== Parts of the exercise ==
a – Set down the passage of the analysis of House Bill 600 that begins with the words "The word salad: Section" and ends with "quality permit automatically.", copying it word for word.
b – What staff vacancy rate does the analysis of House Bill 600 give for the Division of Water Resources?
c – Continue the analysis of House Bill 600 after its last sentence.

== Selected excerpt ==
※
Analysis: Regulatory reform bill puts state on collision course with federal enviro law

By: - June 15, 2023 6:00 am

A brownfields site in Craven County (File photo: Lisa Sorg)

A bill winding its way through the Senate would undermine environmental laws governing the hog and natural gas industries, as well as companies that discharge toxic chemicals into the waterways. It would also allow developers to begin investigating Brownfields sites – properties contaminated with hazardous substances – without prior approval from the NC Department of Environmental Quality.

House Bill 600, the Regulatory Reform Act, was heard by a Senate Judiciary Committee yesterday. Although the committee gave the 35-page measure a favorable report, it will certainly change before it sees the Senate floor. 

Sen. Norm Sanderson, a Republican representing eight coastal counties, said some language still needs to be reconciled because it conflicts with federal law. “We’re still working with DEQ on those sections,” Sanderson said.

In fact, several parts of the bill collide with federal law, including the Clean Water Act. And that is a legal dealbreaker.

Here are some notable provisions:

The word salad: Section 7.1 (a) “Failure to act … shall result in a waiver of the certification requirement by the State unless the applicant agrees in writing to an extension of time.”

Translated into plain language: This section would put the Division of Water Resources on an extremely short deadline, 30 days to determine whether a water quality application is complete, 60 days to approve or deny it. 

If DWR fails to meet the first deadline, then the permit must be deemed “complete,” even if it’s deeply flawed.

If DWR fails to meet the second deadline, then the applicant receives its water quality permit automatically.

Why you should care: Water quality permits are the backbone of this type of environmental protection. If a permit is greenlighted by default, then an applicant could discharge pollutants without penalty.

Tell me more: Thirty and 60 days aren’t long spans of time by permitting standards. Some permit applications are complex and require a lot of scientific and engineering analysis. Second, DWR has a staff vacancy rate of 25%. There aren’t enough people to do the job, even without the proposed new deadlines.

Donovan McLaurin stands in front of a hill of dirt that was excavated as part of the now-defunct Atlantic Coast Pipeline. His property is near the Cape Fear River. HB 600 would allow DEQ, in approving a water quality permit, to consider only the potential harm to a precise location, not to a larger watershed or downstream residents. (File photo: Lisa Sorg)

More word salad in Section 7.1 (a): “… review of applications for certification shall be limited to water quality impacts from point source discharges from the proposed project .. and shall not consider water quality impacts from the activity as a whole.”

Translated into plain language: Suppose you wanted a state permit to build an electric car factory that would send contaminated wastewater into a stream, and that stream fed a river and major drinking water supply.
※
== Dataset content ==
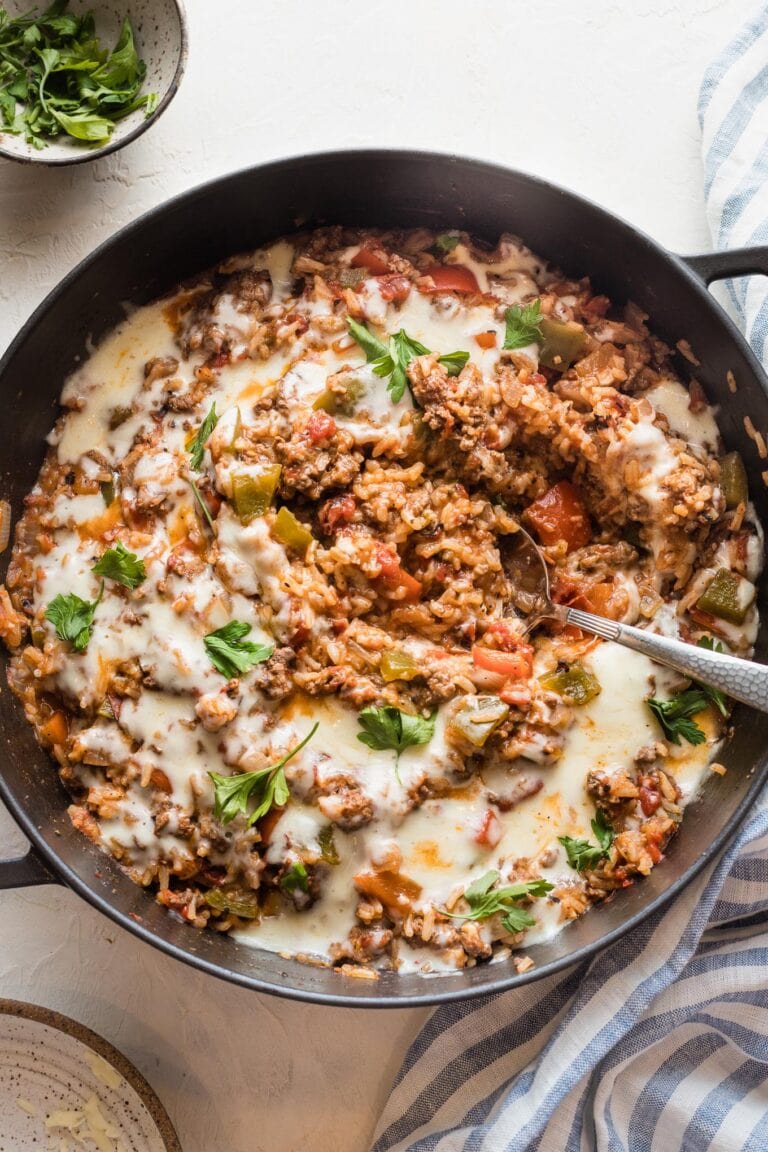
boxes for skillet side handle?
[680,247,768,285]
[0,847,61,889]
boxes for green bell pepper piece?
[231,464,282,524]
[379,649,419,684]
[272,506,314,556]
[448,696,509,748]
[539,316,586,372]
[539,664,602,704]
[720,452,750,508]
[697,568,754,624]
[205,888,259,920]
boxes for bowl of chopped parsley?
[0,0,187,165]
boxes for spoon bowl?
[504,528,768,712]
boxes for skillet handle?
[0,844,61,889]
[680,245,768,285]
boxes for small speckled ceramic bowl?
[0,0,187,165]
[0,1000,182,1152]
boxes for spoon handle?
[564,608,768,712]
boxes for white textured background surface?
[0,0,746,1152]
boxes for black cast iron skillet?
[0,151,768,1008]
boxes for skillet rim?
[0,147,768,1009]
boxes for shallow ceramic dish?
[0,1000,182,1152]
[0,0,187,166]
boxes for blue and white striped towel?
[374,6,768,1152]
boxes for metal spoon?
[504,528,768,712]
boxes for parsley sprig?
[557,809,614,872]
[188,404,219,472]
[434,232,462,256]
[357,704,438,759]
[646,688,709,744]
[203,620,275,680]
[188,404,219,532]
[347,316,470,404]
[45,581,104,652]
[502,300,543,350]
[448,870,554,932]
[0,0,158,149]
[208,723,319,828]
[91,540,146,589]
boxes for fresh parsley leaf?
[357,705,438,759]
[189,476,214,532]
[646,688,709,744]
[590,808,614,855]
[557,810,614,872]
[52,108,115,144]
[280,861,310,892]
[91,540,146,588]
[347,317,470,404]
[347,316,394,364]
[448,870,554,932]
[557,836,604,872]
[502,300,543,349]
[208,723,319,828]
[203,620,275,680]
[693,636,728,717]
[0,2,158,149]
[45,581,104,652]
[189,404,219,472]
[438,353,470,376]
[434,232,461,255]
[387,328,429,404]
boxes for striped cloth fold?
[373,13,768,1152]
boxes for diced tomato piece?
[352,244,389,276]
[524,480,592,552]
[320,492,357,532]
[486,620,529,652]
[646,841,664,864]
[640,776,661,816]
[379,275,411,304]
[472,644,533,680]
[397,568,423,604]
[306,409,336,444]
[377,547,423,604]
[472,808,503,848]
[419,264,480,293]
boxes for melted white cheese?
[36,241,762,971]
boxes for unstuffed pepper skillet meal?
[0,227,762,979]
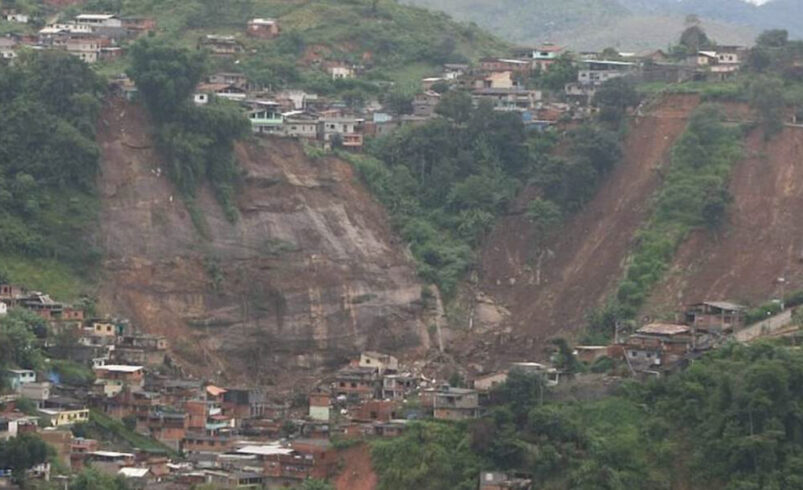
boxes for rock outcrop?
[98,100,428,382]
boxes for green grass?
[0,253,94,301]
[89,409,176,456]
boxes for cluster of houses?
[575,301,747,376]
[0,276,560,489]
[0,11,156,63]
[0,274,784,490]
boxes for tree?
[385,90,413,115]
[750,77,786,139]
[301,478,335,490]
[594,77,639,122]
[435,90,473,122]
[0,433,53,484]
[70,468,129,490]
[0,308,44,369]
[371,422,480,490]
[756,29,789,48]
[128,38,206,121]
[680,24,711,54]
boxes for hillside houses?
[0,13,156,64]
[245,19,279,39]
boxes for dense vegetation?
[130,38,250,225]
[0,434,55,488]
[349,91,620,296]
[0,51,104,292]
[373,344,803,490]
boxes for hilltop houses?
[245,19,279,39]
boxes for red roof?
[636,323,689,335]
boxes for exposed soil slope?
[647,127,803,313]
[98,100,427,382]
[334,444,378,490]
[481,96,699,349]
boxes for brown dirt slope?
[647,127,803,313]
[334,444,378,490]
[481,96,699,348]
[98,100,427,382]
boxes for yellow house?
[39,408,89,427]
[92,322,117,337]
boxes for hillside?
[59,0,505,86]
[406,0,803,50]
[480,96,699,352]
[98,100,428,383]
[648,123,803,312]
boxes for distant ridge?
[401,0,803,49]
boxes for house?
※
== Answers per task ==
a –
The word salad: Section 7.1 (a) “Failure to act … shall result in a waiver of the certification requirement by the State unless the applicant agrees in writing to an extension of time.”

Translated into plain language: This section would put the Division of Water Resources on an extremely short deadline, 30 days to determine whether a water quality application is complete, 60 days to approve or deny it. 

If DWR fails to meet the first deadline, then the permit must be deemed “complete,” even if it’s deeply flawed.

If DWR fails to meet the second deadline, then the applicant receives its water quality permit automatically.

b – 25%

c –
Under the bill, DWR could consider only the resulting environmental harm at the location of the factory. The state couldn’t weigh whether the factory’s discharge would contribute to the greater hardships of folks downstream.

Why you should care: Pollution adds up. People on the receiving end of multiple polluters — Pittsboro, Wilmington — often bear the brunt of masses of contamination. The bill language doesn’t take a holistic view of how pollution affects water systems — streams, rivers, groundwater — at large.

Tell me more: In 2020, Danny Smith, then the DWR director, helped block approval of the Mountain Valley Pipeline Southgate’s application for a water quality permit. He reasoned that because the main MVP, which runs through Virginia, was in limbo, and the Southgate leg was dependent on the main line, it would be detrimental to the environment to start clearing land for a pipeline that might never be built.

There were also concerns about effects downstream of tree-cutting and excavation, such as increased flooding risks and slugs of dirt entering rivers, smothering fish and aquatic life.

Now that permitting obstacles for the main MVP were removed as part of the federal debt ceiling deal, Southgate is likely back in play. This bill would remove a state obstacle for approval.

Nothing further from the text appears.